>> begin SUPPLIED ENTRIES

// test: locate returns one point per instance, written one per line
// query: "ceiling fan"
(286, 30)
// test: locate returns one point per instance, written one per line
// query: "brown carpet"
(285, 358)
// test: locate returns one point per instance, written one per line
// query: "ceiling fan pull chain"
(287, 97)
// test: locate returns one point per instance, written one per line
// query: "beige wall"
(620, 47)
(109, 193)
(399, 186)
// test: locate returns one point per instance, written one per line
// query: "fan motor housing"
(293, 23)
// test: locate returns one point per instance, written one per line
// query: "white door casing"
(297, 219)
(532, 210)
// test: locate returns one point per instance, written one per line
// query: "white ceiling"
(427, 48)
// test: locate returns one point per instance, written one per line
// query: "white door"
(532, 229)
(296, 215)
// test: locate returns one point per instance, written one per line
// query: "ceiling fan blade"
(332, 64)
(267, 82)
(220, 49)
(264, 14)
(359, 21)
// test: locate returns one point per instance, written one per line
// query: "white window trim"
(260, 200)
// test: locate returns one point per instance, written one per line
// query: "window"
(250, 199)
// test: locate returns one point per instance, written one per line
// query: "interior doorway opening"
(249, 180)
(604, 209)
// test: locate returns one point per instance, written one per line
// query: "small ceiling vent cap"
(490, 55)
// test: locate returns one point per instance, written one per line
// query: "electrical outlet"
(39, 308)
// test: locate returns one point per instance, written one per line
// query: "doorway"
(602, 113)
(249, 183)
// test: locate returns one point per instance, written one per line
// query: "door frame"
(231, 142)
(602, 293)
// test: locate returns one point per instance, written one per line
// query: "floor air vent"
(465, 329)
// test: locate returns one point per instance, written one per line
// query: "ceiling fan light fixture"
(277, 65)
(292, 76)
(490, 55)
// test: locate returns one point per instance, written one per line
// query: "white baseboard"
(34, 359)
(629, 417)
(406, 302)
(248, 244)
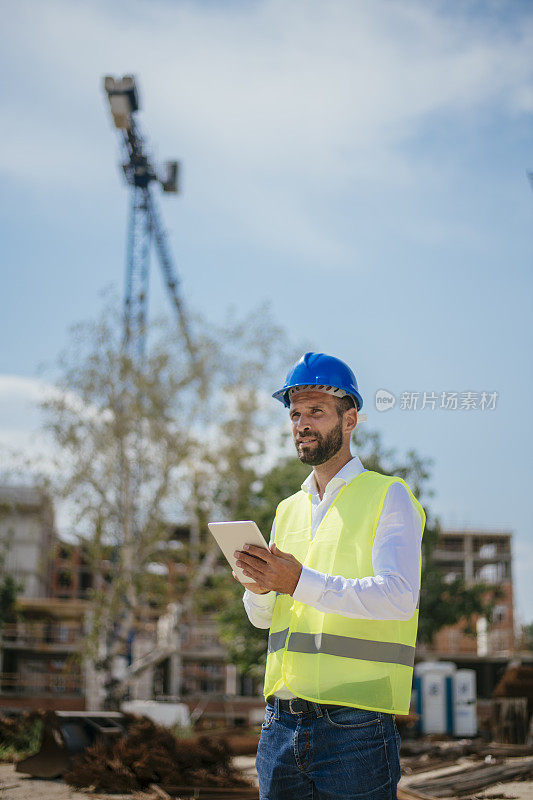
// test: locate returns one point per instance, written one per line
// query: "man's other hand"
(252, 587)
(272, 570)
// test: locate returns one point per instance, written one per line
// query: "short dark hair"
(344, 404)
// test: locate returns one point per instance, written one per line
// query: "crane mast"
(145, 226)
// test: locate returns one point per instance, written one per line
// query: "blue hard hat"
(318, 369)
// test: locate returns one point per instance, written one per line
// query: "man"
(339, 592)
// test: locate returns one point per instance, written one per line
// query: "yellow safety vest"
(329, 658)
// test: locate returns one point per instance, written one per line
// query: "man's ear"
(350, 419)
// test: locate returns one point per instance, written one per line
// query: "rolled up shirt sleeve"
(392, 592)
(260, 607)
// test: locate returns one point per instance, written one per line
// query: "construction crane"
(145, 224)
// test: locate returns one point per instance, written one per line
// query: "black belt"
(298, 706)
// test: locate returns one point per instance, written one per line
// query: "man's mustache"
(301, 439)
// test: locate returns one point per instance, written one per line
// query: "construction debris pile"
(150, 754)
(472, 766)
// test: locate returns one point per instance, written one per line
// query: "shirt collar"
(344, 476)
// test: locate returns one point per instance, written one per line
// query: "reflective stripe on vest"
(345, 646)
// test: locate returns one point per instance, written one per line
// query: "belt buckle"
(290, 706)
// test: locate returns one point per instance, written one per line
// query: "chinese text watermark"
(448, 401)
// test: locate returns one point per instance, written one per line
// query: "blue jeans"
(328, 753)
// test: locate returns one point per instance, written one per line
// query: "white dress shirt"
(390, 593)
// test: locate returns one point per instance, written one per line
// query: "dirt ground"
(14, 786)
(19, 787)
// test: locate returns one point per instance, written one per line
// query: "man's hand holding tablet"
(248, 554)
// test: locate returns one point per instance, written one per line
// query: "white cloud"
(275, 106)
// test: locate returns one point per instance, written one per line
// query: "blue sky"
(359, 165)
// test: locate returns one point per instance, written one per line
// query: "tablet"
(231, 536)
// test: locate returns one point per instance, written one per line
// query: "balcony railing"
(37, 634)
(13, 683)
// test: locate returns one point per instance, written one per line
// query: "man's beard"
(324, 448)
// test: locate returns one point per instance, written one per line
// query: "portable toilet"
(464, 703)
(434, 693)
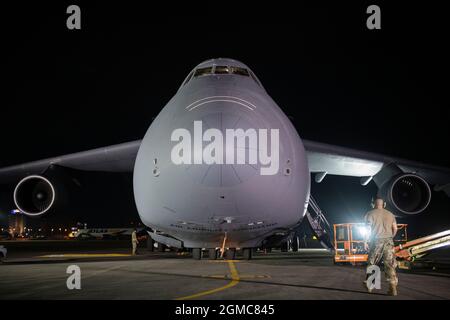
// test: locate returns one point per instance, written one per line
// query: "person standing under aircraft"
(381, 245)
(134, 241)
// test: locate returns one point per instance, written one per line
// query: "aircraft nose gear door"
(319, 224)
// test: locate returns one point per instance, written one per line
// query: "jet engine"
(407, 193)
(35, 195)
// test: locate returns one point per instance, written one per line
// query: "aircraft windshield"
(221, 70)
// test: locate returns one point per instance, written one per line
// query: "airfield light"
(364, 231)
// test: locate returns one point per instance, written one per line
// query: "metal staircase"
(319, 224)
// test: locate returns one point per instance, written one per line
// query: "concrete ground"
(305, 275)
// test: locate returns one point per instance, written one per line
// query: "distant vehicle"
(5, 235)
(105, 233)
(3, 253)
(38, 237)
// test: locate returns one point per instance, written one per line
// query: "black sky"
(383, 91)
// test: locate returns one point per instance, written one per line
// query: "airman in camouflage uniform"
(381, 246)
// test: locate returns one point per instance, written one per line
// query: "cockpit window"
(203, 71)
(221, 70)
(240, 71)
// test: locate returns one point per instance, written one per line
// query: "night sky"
(382, 91)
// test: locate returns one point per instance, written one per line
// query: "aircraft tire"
(196, 253)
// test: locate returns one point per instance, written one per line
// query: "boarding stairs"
(319, 224)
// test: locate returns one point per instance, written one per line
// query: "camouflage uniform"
(383, 250)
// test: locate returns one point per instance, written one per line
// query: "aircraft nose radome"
(224, 175)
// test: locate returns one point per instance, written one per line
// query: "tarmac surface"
(114, 274)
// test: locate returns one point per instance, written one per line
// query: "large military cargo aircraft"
(223, 167)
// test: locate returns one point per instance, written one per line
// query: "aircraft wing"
(115, 158)
(326, 159)
(323, 159)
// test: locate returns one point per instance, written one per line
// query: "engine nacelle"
(35, 195)
(407, 193)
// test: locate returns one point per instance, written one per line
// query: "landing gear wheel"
(247, 253)
(197, 253)
(212, 254)
(230, 254)
(150, 244)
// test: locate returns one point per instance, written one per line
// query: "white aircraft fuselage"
(221, 158)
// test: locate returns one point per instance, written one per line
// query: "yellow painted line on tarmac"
(85, 255)
(234, 281)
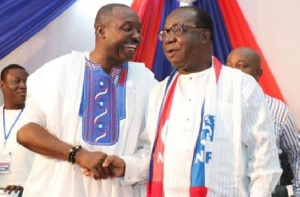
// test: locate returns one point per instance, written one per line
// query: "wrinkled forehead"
(125, 14)
(185, 16)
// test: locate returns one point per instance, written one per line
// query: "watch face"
(5, 194)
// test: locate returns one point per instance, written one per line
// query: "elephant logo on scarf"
(208, 128)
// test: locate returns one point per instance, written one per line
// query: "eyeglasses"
(175, 30)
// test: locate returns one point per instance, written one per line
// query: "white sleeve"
(259, 137)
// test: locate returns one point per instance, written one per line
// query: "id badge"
(5, 161)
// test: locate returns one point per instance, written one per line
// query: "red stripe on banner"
(240, 35)
(150, 13)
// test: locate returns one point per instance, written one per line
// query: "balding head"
(105, 13)
(247, 60)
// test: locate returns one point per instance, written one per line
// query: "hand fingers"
(103, 171)
(109, 160)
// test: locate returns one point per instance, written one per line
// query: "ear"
(100, 30)
(1, 85)
(259, 72)
(205, 36)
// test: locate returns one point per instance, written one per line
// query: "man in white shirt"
(15, 160)
(87, 111)
(209, 124)
(286, 130)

>> end SUPPLIED ENTRIES

WHAT TO DO
Give the data again exactly as written, with all pictures left out.

SOLVED EXERCISE
// test: locate returns one point per instance, written one per line
// query: "ceiling fan"
(286, 30)
// test: locate returns one point per instance, written one per line
// query: "brown carpet"
(285, 358)
// test: locate returns one point per instance, written one per line
// query: "ceiling fan pull chain"
(287, 97)
// test: locate returns one point per instance, written one per line
// query: "beige wall"
(620, 47)
(109, 193)
(399, 186)
// test: locate returns one point per instance, written one per line
// query: "fan motor housing"
(293, 23)
// test: locate returns one point per instance, written one per line
// query: "white door casing"
(297, 219)
(532, 210)
// test: locate returns one point per instance, written one per line
// query: "white ceiling"
(427, 48)
// test: locate returns one point per instance, written one per line
// query: "white door"
(532, 229)
(296, 215)
// test: locate returns one point per instance, written one per line
// query: "ceiling fan blade"
(332, 64)
(267, 82)
(220, 49)
(264, 14)
(359, 21)
// test: locate returns one point per instance, written one per line
// query: "white window trim"
(260, 200)
// test: locate returns one point per instance, written one per line
// query: "window"
(250, 199)
// test: locate returns one point per instance, written one per line
// query: "interior doorway opening"
(249, 180)
(604, 209)
// test: locate returns one point per instance, written one per line
// query: "small ceiling vent cap"
(490, 55)
// test: locate returns one point per instance, written one per line
// query: "electrical outlet"
(39, 308)
// test: locate returns one point per instance, written one per line
// query: "doorway"
(602, 113)
(249, 183)
// test: locate returns one point per instance, written one per line
// query: "door frame"
(231, 142)
(602, 293)
// test: locate returns one point per instance, written one per line
// query: "floor air vent"
(465, 329)
// test: locate returns one point per instance, written one per line
// query: "ceiling fan light fixture"
(277, 65)
(292, 76)
(490, 55)
// test: locate returns one point per instance, written one per line
// query: "white baseboard"
(34, 359)
(629, 417)
(406, 302)
(248, 244)
// test: locate returns one point per instance, written one per line
// query: "man's other hand"
(252, 587)
(272, 570)
// test: locate returns one point per instance, written one per line
// query: "short dark hair"
(344, 404)
// test: locate returns one point per instance, written one per line
// query: "crane mast"
(145, 226)
// test: locate returns one point per instance, written one per line
// query: "blue hard hat"
(318, 369)
// test: locate returns one point per instance, written one per line
// query: "man"
(339, 592)
// test: locate returns one point per instance, written one per line
// query: "yellow safety vest"
(329, 658)
// test: locate returns one point per instance, written one per line
// query: "man's ear"
(350, 419)
// test: locate returns one point per instance, written one per line
// query: "rolled up shirt sleeve"
(392, 592)
(260, 607)
// test: locate returns one point per instance, written one per line
// query: "construction crane"
(145, 224)
// test: locate returns one point per instance, written one per line
// query: "black belt"
(298, 706)
// test: locate returns one point per instance, written one per line
// query: "man's mustache"
(301, 439)
// test: locate returns one point per instance, written one per line
// query: "construction debris pile"
(150, 754)
(472, 766)
// test: locate returns one point per instance, written one per line
// query: "shirt collar"
(344, 476)
// test: locate returns one point per instance, written one per line
// query: "reflective stripe on vest"
(345, 646)
// test: locate returns one point per instance, written one per line
// query: "belt buckle"
(290, 706)
// test: locate returns one point per instance, written one per line
// query: "chinese text watermark"
(448, 401)
// test: locate returns one point per instance, written one per line
// query: "blue jeans"
(328, 753)
// test: locate returns one point per instance, written one per line
// query: "white dress shirt"
(390, 593)
// test: locate returns one point per instance, written one per line
// query: "dirt ground"
(14, 786)
(19, 787)
// test: locate returns one point per instance, written one per line
// query: "man's hand holding tablet"
(248, 554)
// test: locate returns one point per instance, written one per line
// query: "white cloud"
(275, 106)
// test: locate returns one point per instance, written one per line
// query: "blue sky"
(359, 165)
// test: locate returns one point per instance, written one per line
// query: "tablet"
(231, 536)
// test: locate returns one point per instance, written one per line
// query: "balcony railing"
(37, 634)
(13, 683)
// test: locate returns one point per instance, written one per line
// query: "man's beard"
(324, 448)
// test: locate returns one point per instance, written one per line
// query: "portable toilet"
(464, 703)
(434, 693)
// test: locate returns one point per instance, written one per line
// query: "person standing under aircraft"
(381, 245)
(134, 241)
// test: locate returns one point per instance, written one per line
// query: "aircraft nose gear door"
(319, 224)
// test: locate returns one point per instance, written one per line
// query: "jet engine"
(407, 193)
(35, 195)
// test: locate returns one point per instance, written one per line
// query: "aircraft windshield"
(221, 70)
// test: locate returns one point per instance, written one per line
// query: "airfield light"
(364, 231)
// test: locate returns one point per instance, written one per line
// query: "metal staircase"
(319, 224)
// test: locate returns one point per instance, written one per line
// query: "concrete ground"
(305, 275)
// test: locate returns one point per instance, written one per line
// query: "distant vehicle"
(5, 235)
(105, 233)
(3, 253)
(38, 237)
// test: locate returns one point per instance, written one per line
// query: "black sky"
(383, 91)
// test: locate returns one point per instance, written one per line
// query: "airman in camouflage uniform"
(381, 246)
// test: locate returns one point per instance, written one per line
// query: "cockpit window"
(203, 71)
(221, 70)
(240, 71)
// test: locate returns one point per instance, written one per line
// query: "night sky"
(382, 91)
// test: locate returns one point per instance, written one per line
// query: "aircraft tire"
(196, 253)
// test: locate returns one point per instance, written one per line
// query: "boarding stairs"
(319, 224)
// test: locate returns one point per instance, written one per line
// query: "camouflage uniform"
(383, 250)
// test: locate returns one point per instance, written one per line
// query: "aircraft nose radome"
(224, 175)
// test: locate returns one point per instance, written one per line
// query: "tarmac surface"
(114, 274)
// test: locate returns one point per instance, written one per line
// query: "large military cargo aircraft"
(223, 167)
// test: locate returns one point per instance, written one per line
// query: "aircraft wing"
(115, 158)
(326, 159)
(323, 159)
// test: locate returns one point per instance, written one per line
// query: "engine nacelle"
(35, 195)
(407, 193)
// test: locate returns one point per instance, written one per line
// query: "landing gear wheel"
(247, 253)
(197, 253)
(212, 254)
(230, 254)
(150, 244)
// test: locate returns one point per instance, written one per line
// query: "white aircraft fuselage"
(221, 158)
// test: locate returns one point per instance, written one per line
// query: "yellow painted line on tarmac"
(85, 255)
(234, 281)
// test: locate returns one point per instance, written one per line
// query: "wrinkled forehead"
(125, 14)
(185, 16)
// test: locate returns one point per instance, written one per line
// query: "watch face"
(5, 194)
// test: locate returns one point per instance, written one per line
// query: "elephant logo on scarf"
(208, 128)
// test: locate returns one point per instance, written one per line
// query: "eyeglasses"
(175, 30)
// test: locate returns one point per instance, written one per line
// query: "white sleeve"
(259, 137)
// test: locate returns one point per instance, written one per line
// query: "id badge"
(5, 161)
// test: locate returns one point per instance, written one per line
// query: "red stripe on banner"
(240, 35)
(150, 13)
// test: locate returns one point per instance, written one per line
// query: "balding head"
(105, 13)
(247, 60)
// test: locate returns one point per instance, written one per line
// query: "hand fingers"
(103, 171)
(109, 160)
// test: locate returns one point per instance, written one per line
// query: "ear"
(100, 30)
(1, 85)
(259, 72)
(205, 36)
// test: locate returns one point per instance, written one per line
// query: "man in white shirt"
(15, 160)
(87, 111)
(209, 124)
(286, 130)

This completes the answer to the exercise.